Below are some pictures from a fun visit to the The Wig Shoppe in January 2014. My sweet friends, Kathy Burnett and Melissa Rigney, and my daughter, Anna, went with me before I started chemotherapy treatments for breast cancer.
I feel like I’m closing the cancer chapter in my life today. I had the port that was used for my chemotherapy treatments removed this morning. My surgeon said it was a day of celebration because the port is no longer needed!
With tears of gratitude, I heartily agreed with her. I completed my treatments 19 months ago and it is still hard for me to believe there is no sign of that aggressive cancer. I’m still in awe that I wasn’t nearly as sick as I could have or should have been taking the “Red Devil” chemotherapy. Nor, did I experience the extreme fatigue that is so common with thirty-five radiation treatments.
Yet, I still have so many unanswered questions. Did I learn all the lessons I needed to from my cancer journey? I feel happy and relieved it is over, yet cautious. This is why…
- I am humbled that my story has ended so well when so many times it does not for others.
Why am I so blessed to be basically done with the seemingly endless doctor appointments, treatments, and scans? Was it because I was a tough cookie? No. Was it due to my good diet and exercise? Although I did what I could, the answer would be, “No.” Is it because I had the most intelligent doctor who chose the best treatment? She was a good doctor, but I don’t think that is the answer either. Is it because I had faith to overcome? No. What little faith I have has been provided by God Himself because of His amazing grace.
Many others have had these same advantages and have had much different outcomes. I believe there are two reasons.
1) There were many precious saints of God, many who are reading this right now, who prayed for me. THANK YOU!!!!
2) Because my God, the creator of the universe, has work for me to do. Thank you, God, for giving purpose to my life!

> Activity A
Rewrite the blog post about ending cancer treatment, starting with "I feel like" and going on through "no longer needed!", with "port" changed to "catheter".
> Activity B
Answer these about the blog post about ending cancer treatment:
(i) Who went along on the visit to The Wig Shoppe?
(ii) How many radiation treatments are mentioned?
(iii) How long ago were the treatments completed?
The listing plays no part in this work.

> Extracted data
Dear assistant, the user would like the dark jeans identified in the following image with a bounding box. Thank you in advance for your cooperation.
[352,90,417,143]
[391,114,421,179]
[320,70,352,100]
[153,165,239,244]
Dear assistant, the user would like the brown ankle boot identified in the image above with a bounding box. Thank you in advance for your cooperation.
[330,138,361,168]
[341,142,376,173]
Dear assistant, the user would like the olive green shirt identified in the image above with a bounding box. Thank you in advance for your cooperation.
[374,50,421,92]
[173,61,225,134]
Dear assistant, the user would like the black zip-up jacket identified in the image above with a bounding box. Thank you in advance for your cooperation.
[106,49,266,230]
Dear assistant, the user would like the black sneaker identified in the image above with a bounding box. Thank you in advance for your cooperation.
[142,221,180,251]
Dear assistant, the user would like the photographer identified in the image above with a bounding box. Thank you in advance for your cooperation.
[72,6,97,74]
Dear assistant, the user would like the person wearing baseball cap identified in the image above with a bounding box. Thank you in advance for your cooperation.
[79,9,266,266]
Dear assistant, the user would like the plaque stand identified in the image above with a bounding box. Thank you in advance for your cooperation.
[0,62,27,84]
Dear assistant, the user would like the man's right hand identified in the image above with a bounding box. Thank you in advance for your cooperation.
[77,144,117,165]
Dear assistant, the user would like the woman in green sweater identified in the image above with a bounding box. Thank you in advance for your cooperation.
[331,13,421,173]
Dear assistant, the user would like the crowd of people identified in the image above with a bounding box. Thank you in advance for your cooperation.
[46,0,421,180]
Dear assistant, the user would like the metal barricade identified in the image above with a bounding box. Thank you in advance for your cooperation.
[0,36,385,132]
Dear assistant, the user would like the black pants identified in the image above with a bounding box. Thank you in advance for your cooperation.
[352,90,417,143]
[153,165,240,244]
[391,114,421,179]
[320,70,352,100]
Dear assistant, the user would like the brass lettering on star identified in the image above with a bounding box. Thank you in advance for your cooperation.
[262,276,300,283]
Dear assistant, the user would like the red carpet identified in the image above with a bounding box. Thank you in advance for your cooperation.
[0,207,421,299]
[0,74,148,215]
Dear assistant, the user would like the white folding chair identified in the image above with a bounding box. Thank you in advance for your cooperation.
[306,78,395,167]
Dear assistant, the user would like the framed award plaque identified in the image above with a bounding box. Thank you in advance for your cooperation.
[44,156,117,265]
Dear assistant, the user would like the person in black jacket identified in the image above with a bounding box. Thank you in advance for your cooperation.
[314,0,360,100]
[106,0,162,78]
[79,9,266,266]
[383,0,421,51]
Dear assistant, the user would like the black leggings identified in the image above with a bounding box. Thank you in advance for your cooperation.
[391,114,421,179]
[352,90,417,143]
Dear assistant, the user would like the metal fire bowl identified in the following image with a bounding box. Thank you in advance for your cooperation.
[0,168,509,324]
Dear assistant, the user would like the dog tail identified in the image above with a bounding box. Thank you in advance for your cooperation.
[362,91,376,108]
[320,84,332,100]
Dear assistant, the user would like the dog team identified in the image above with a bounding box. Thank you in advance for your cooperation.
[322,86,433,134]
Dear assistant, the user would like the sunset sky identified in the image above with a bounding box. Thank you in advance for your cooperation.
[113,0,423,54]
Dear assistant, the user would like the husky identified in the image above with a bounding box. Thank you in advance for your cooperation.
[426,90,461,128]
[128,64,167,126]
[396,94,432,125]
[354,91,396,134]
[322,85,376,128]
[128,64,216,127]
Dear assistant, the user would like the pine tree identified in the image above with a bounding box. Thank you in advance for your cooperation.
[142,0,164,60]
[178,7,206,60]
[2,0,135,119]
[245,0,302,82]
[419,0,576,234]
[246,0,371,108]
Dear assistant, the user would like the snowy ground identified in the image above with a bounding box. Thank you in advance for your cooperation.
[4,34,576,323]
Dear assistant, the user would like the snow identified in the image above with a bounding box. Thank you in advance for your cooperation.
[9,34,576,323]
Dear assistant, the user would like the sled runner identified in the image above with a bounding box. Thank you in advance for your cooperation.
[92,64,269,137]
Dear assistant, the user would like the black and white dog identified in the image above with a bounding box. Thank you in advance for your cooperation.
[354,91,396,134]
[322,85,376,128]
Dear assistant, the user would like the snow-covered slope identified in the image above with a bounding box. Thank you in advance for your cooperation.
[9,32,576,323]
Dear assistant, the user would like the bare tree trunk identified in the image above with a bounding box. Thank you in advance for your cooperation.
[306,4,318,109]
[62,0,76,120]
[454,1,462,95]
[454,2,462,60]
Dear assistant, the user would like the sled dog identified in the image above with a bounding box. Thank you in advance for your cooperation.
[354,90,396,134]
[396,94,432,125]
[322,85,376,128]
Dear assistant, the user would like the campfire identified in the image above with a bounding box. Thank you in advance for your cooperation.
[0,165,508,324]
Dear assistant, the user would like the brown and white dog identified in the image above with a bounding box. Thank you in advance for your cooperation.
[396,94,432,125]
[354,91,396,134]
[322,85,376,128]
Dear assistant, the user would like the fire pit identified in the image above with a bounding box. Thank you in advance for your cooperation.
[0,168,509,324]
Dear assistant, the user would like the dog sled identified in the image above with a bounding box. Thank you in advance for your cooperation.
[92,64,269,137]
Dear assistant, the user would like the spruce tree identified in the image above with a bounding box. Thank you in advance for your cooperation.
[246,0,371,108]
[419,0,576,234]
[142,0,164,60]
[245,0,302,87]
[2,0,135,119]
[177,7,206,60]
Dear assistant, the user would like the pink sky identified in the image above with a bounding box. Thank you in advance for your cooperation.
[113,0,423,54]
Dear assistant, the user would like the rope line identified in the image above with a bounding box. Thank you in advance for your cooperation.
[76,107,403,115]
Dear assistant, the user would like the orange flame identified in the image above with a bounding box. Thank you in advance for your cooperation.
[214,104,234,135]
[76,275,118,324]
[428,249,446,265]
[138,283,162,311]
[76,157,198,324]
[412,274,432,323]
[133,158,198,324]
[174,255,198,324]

> Answer area A
I feel like I’m closing the cancer chapter in my life today. I had the catheter that was used for my chemotherapy treatments removed this morning. My surgeon said it was a day of celebration because the catheter is no longer needed!

> Answer area B
(i) Kathy Burnett, Melissa Rigney, and the writer's daughter, Anna
(ii) Thirty-five
(iii) 19 months ago